Photo-based referring expression data
______________________________
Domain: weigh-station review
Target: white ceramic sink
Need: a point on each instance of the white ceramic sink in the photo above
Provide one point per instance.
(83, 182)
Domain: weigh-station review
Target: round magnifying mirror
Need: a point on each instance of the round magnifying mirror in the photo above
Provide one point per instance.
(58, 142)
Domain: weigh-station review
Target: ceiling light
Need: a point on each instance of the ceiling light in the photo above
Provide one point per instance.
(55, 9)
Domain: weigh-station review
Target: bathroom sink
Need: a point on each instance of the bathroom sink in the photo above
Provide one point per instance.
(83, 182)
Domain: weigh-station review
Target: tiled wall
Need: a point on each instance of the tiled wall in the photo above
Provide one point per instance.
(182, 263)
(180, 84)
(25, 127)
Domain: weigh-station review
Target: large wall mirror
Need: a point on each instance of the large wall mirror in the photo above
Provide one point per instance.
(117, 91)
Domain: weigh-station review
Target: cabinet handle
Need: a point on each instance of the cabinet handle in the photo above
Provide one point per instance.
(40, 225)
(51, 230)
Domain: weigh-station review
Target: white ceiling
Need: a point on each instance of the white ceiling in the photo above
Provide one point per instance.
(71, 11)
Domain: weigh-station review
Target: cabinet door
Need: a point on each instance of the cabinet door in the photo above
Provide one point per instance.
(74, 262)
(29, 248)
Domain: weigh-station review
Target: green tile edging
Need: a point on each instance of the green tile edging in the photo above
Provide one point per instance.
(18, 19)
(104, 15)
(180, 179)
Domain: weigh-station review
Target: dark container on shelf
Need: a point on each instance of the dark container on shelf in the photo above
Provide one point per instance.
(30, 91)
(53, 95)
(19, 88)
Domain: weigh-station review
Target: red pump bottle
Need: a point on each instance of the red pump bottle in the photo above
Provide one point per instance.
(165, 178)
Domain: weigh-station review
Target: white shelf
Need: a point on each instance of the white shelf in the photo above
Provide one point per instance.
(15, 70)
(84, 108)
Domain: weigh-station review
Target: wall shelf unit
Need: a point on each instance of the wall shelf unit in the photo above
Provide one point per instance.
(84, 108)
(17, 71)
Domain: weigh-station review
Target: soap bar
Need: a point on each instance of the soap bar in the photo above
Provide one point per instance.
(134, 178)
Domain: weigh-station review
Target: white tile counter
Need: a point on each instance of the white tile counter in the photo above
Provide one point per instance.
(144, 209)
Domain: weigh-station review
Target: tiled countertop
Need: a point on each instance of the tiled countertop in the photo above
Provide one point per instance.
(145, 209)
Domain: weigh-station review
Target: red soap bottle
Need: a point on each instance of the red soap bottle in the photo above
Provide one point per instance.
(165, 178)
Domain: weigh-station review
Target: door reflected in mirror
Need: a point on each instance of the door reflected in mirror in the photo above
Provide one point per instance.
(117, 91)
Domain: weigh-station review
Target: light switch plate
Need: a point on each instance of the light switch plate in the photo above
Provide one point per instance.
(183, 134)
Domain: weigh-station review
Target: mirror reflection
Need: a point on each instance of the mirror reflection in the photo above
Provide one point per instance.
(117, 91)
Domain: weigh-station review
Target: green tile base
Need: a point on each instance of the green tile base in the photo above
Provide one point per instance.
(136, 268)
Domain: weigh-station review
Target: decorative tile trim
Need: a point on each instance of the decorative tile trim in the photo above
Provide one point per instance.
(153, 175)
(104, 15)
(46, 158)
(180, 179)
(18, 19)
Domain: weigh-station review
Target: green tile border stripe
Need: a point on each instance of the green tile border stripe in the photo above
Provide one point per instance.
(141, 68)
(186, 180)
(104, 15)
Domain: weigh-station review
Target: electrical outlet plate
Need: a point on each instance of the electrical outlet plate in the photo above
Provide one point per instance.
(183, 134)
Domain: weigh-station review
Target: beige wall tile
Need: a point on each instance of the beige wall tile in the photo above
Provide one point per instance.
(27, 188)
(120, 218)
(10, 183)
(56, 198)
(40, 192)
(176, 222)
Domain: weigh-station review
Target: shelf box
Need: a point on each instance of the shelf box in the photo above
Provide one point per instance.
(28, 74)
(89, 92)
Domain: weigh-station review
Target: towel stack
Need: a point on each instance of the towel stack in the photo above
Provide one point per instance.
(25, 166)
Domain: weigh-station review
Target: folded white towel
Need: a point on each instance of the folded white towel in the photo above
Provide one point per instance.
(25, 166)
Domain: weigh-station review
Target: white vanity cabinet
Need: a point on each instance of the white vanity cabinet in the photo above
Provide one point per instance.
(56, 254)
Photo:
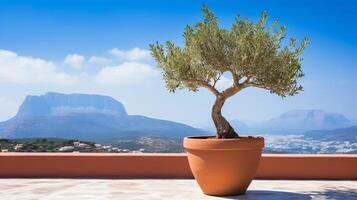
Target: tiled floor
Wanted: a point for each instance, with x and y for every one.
(90, 189)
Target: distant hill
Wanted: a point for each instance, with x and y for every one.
(342, 134)
(296, 122)
(86, 117)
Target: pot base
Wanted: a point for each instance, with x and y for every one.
(224, 167)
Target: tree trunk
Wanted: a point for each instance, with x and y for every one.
(224, 129)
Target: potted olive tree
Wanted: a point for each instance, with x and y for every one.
(250, 53)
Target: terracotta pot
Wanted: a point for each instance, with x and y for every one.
(223, 167)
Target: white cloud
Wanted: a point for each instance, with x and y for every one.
(74, 60)
(134, 54)
(126, 73)
(224, 83)
(22, 70)
(98, 60)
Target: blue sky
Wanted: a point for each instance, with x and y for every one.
(97, 46)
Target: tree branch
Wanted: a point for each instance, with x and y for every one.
(208, 86)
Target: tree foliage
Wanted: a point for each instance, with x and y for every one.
(251, 52)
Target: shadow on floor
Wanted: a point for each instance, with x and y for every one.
(269, 195)
(272, 195)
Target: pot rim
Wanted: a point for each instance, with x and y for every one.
(211, 143)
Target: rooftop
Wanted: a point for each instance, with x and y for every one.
(58, 189)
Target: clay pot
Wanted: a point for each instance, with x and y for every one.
(224, 167)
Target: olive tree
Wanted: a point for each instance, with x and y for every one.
(252, 53)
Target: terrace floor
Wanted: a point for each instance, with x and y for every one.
(88, 189)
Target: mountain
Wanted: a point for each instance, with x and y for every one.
(86, 117)
(342, 134)
(296, 122)
(239, 126)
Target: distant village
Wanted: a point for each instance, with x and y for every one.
(45, 145)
______________________________
*Task to complete*:
Please write out every entry exactly, but skip the pictures.

*Result for this task*:
Domain: weigh-station review
Target: white ceramic sink
Need: a point on each instance of the white ceramic sink in the photo above
Provide one point per instance.
(83, 182)
Domain: weigh-station review
Target: round magnifying mirror
Need: a point on each instance of the round magnifying mirror in the photo above
Provide one point per instance.
(58, 142)
Domain: weigh-station review
Target: ceiling light
Need: a point on each instance of the ceiling light in the photo above
Provide one point per instance.
(55, 9)
Domain: weigh-station review
Target: bathroom sink
Need: a point on each instance of the bathroom sink in the photo above
Provide one point per instance.
(83, 182)
Domain: weigh-station review
Target: tiled wall
Need: a point on each instance of the tiled wall in the photo above
Provide one point per instance.
(182, 263)
(180, 84)
(25, 127)
Domain: weigh-station review
Target: large wall mirror
Need: a point on each instance of the large wall mirror in the photo above
Provide one point per instance.
(117, 91)
Domain: weigh-station review
Target: cabinet handle
Need: a point on each instance of the cabinet handle in the photo above
Provide one point per instance.
(40, 225)
(51, 230)
Domain: weigh-station review
Target: white ceiling
Need: a point on each instance of the white ceiling in the photo above
Provide one point per instance.
(71, 11)
Domain: weigh-station review
Target: cabinet door
Need: a point on each instance of the cabinet door in the photo above
Provide one point per instance.
(74, 262)
(29, 248)
Domain: weigh-station review
Target: green tile edging
Need: a point on each instance of the green tile edging in the photo above
Provide one point per instance.
(18, 19)
(104, 15)
(180, 179)
Domain: weigh-station review
Target: dark container on shelf
Need: a point on each instance of the dark container on shelf in the photo above
Provide one point per instance.
(30, 91)
(53, 95)
(19, 88)
Domain: weigh-station review
Target: red pump bottle
Need: a point on each instance of the red pump bottle in the photo above
Provide one point per instance.
(165, 178)
Domain: weigh-station review
Target: white shelf
Need: a point on each instance of the white shelf in the photo above
Provide one point per instance.
(15, 70)
(84, 108)
Domain: weigh-station review
Target: wall shelf unit
Need: a point on each instance of the wall shelf unit in the photo above
Provide one point per instance.
(84, 108)
(17, 71)
Domain: weigh-station review
Target: soap bar
Need: a point on each instance of the soap bar in the photo above
Provide one point per instance.
(134, 178)
Domain: weigh-station review
Target: white tile counter
Need: a point on each instance of the white tile counter in the photo above
Provide one point per instance.
(144, 209)
Domain: weigh-station review
Target: tiled countertop
Need: a point on each instance of the tiled countertop in the photo above
Provide one point per instance.
(145, 209)
Domain: weigh-station review
Target: red soap bottle
Need: a point on each instance of the red soap bottle in the photo above
Provide one point per instance.
(165, 178)
Domain: weigh-station review
Target: door reflected in mirror
Need: a point on each instance of the door reflected in mirror in the photo above
Provide one point per instance.
(117, 91)
Domain: weigh-station review
Target: light switch plate
Need: a point on each instance of the light switch plate in the photo above
Provide one point per instance.
(183, 134)
Domain: weigh-station review
Target: mirror reflection
Need: a point on each instance of the mirror reflection in the photo above
Provide one point per instance.
(117, 91)
Domain: weigh-station review
Target: green tile base
Need: a point on each instance of the green tile base in the photo above
Provide one point per instance.
(136, 268)
Domain: weigh-station review
Target: decorative tile trim
Need: a point on each instance of the decorative tile trim in the photo above
Provide one point per instance.
(153, 175)
(104, 15)
(46, 158)
(180, 179)
(18, 19)
Domain: weigh-station review
Target: green tile border stripe
Need: a point on each instance of the green tile border stripe in the photo above
Provide one point per instance.
(141, 68)
(186, 180)
(104, 15)
Domain: weigh-station review
Target: electrical outlet plate
Need: a point on each instance of the electrical outlet plate in the photo above
Provide one point per instance.
(183, 134)
Domain: weigh-station review
Target: beige wall tile
Need: a point on each instance of the beige wall tile in the photo above
Provide one point per instance.
(27, 188)
(120, 218)
(10, 183)
(56, 198)
(40, 192)
(176, 222)
Domain: weigh-station review
Target: shelf box
Need: a point on each instance of the shelf box in the photo above
Provide one point per instance.
(28, 74)
(89, 92)
Domain: weigh-station review
Target: towel stack
Need: a point on each instance of the towel stack in the photo above
Provide one point per instance.
(25, 166)
Domain: weigh-station review
Target: folded white towel
Need: a point on each instance of the folded white towel in the photo above
Provide one point per instance.
(25, 166)
Domain: weigh-station review
Target: white vanity cabinet
Need: a point on each instance of the white vanity cabinet in the photo above
Provide one point per instance.
(56, 254)
Photo:
Target: tiled floor
Wanted: a point for each instance, with x and y for every one.
(90, 189)
Target: distant hill
Wanted: a point for each instance, with x and y for every one.
(342, 134)
(296, 122)
(86, 117)
Target: pot base
Wanted: a point for each instance, with x and y for every one.
(224, 167)
Target: tree trunk
Wanted: a point for each instance, with x and y for every one.
(224, 129)
Target: potted olive tree
Wanted: a point for each instance, with x and y for every one.
(250, 53)
Target: terracotta pot
Wanted: a point for each instance, with x and y for every one.
(223, 167)
Target: white cloud
Wanted: a point for each instance, with x and y for every one.
(74, 60)
(134, 54)
(126, 73)
(224, 83)
(22, 70)
(98, 60)
Target: blue sky
Wanted: a point for each instance, with x and y for every one.
(97, 46)
Target: tree branch
Wanted: a point for each instance, with x and y for every one.
(208, 86)
Target: tree foliage
Wanted: a point for each instance, with x and y for every one.
(251, 52)
Target: shadow on floor
Wanted: a point for each instance, with x and y for every one.
(269, 195)
(272, 195)
Target: pot rim
Wanted: a point for each instance, with x and y for every one.
(211, 143)
Target: rooftop
Wanted: a point for each instance, with x and y for every one.
(58, 189)
Target: clay pot
Wanted: a point for each instance, with x and y for every one.
(224, 167)
Target: olive tree
Wanted: a point for each instance, with x and y for every one.
(252, 53)
Target: terrace floor
Wanted: a point for each instance, with x and y for every one.
(88, 189)
Target: mountain
Wanted: a point for each instance, with x and y for every one.
(86, 117)
(342, 134)
(296, 122)
(239, 126)
Target: distant village
Wanted: a point for each instance, with x and y for every one.
(45, 145)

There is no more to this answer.